Task brief: Only the closing portion of the entries is to be reproduced: the line containing "Indicate one point for each instance of the carpet" through the very last line, exactly as written.

Dataset content:
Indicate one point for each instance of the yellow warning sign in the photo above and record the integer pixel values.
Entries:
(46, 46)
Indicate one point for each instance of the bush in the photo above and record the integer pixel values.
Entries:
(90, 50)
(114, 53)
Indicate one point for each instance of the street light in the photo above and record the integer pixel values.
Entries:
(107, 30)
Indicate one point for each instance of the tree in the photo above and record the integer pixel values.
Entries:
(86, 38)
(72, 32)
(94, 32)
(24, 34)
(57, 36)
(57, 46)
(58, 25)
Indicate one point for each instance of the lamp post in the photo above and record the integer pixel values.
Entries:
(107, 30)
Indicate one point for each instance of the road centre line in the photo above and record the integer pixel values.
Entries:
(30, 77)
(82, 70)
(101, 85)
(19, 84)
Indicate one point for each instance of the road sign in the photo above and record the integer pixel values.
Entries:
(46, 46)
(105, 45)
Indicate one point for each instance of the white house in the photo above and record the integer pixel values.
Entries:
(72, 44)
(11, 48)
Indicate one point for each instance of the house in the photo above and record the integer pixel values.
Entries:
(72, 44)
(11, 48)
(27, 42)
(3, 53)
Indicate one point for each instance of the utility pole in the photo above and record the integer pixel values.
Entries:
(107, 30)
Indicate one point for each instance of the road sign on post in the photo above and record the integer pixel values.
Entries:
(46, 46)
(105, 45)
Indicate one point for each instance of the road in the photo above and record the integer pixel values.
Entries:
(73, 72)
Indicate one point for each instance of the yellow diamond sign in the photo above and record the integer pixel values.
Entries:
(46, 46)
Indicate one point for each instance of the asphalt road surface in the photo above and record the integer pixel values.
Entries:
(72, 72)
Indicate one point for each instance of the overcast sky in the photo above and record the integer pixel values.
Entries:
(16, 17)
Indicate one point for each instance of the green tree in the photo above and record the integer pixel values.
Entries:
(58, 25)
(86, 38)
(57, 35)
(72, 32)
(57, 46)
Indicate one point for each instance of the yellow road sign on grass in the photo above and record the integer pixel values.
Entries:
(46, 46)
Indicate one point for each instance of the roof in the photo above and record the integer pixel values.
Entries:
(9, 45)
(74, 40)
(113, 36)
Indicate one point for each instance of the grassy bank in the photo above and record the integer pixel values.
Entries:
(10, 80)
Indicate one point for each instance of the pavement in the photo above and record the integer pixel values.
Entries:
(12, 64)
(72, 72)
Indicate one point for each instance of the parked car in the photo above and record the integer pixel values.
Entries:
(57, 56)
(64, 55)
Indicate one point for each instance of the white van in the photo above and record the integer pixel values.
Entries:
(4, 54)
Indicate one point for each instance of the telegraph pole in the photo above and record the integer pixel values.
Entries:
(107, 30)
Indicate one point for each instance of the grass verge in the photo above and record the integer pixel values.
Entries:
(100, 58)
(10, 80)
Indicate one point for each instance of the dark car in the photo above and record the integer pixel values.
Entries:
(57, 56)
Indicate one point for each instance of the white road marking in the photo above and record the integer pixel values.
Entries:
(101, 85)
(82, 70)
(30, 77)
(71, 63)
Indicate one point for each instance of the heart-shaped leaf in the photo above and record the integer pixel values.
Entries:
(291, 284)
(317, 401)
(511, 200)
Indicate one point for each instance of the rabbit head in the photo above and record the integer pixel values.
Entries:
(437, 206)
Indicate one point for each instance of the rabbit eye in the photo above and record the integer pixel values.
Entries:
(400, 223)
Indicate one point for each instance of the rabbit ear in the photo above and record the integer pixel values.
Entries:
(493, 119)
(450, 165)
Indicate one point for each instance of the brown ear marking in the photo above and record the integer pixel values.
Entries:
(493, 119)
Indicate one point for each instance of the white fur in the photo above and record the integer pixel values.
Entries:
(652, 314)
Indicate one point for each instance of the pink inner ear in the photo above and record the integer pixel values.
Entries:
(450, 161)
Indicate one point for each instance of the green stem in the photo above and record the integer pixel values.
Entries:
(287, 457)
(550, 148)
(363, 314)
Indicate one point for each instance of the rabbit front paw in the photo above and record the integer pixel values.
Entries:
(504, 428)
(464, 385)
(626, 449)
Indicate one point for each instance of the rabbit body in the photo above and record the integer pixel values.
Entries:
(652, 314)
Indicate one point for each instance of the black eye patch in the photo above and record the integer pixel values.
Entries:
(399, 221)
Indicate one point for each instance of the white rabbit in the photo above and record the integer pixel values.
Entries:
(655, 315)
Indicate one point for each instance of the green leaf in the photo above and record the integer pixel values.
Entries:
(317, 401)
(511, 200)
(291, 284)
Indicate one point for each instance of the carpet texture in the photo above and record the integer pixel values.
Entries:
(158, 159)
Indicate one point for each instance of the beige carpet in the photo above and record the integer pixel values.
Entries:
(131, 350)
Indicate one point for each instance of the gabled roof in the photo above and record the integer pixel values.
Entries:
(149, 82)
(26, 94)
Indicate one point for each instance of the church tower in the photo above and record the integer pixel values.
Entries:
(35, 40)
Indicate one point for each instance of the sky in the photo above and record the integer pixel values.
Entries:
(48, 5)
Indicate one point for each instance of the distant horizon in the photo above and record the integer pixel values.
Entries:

Expected answer:
Indicate one point for each instance of the carpet texture in the photo above and record the integer pixel values.
Entries:
(158, 159)
Indicate one point for each instance of the beige carpet in the photo above and record the integer pixel values.
Entries:
(131, 350)
Indicate one point for each instance of the gabled roof in the photo above and record the integer pixel values.
Entries:
(149, 82)
(26, 94)
Indicate one point for each instance of the church tower in the photo above and record the integer pixel values.
Entries:
(35, 40)
Indicate one point for each instance of the sky in the photo above and record the integer pixel values.
Entries:
(48, 5)
Indicate one point for each instance of the distant horizon in the photo above and record the integer pixel values.
Entries:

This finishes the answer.